* **What you need to do**
Rewrite the records below as a numbered list, one line per item with blank lines removed, and leave the pictures out.

** BEGIN **

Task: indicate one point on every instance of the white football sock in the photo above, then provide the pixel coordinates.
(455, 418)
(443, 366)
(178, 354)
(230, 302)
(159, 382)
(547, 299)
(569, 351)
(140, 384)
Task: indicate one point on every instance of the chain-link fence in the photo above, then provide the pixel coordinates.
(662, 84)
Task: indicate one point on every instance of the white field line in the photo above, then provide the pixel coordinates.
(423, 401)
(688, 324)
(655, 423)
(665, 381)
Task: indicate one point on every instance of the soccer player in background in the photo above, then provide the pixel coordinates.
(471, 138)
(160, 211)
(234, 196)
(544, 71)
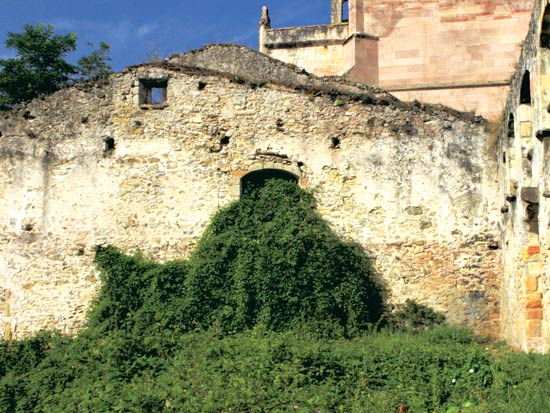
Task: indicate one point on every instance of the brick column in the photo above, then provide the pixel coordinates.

** END **

* **Expected answer**
1. Task: indicate one point on every instance of the white football sock in the photo above, then provide the pixel coordinates.
2. (455, 418)
3. (443, 366)
4. (178, 354)
5. (230, 302)
6. (159, 382)
7. (547, 299)
8. (569, 351)
9. (140, 384)
10. Task: indicate one point on every instance of the chain-link fence in the photo above, then provide the pixel coordinates.
11. (662, 84)
12. Task: indicate one point on every instance of the white field line in the photo above, then provide the pixel coordinates.
13. (423, 401)
14. (688, 324)
15. (655, 423)
16. (665, 381)
17. Task: indicate one point on every instance of the soccer player in background in the photo above, then provide the pixel coordinates.
18. (471, 138)
19. (160, 211)
20. (234, 196)
21. (544, 71)
22. Task: indicate one point on every instance of the brick column in the photo above, then provide the pixel coordinates.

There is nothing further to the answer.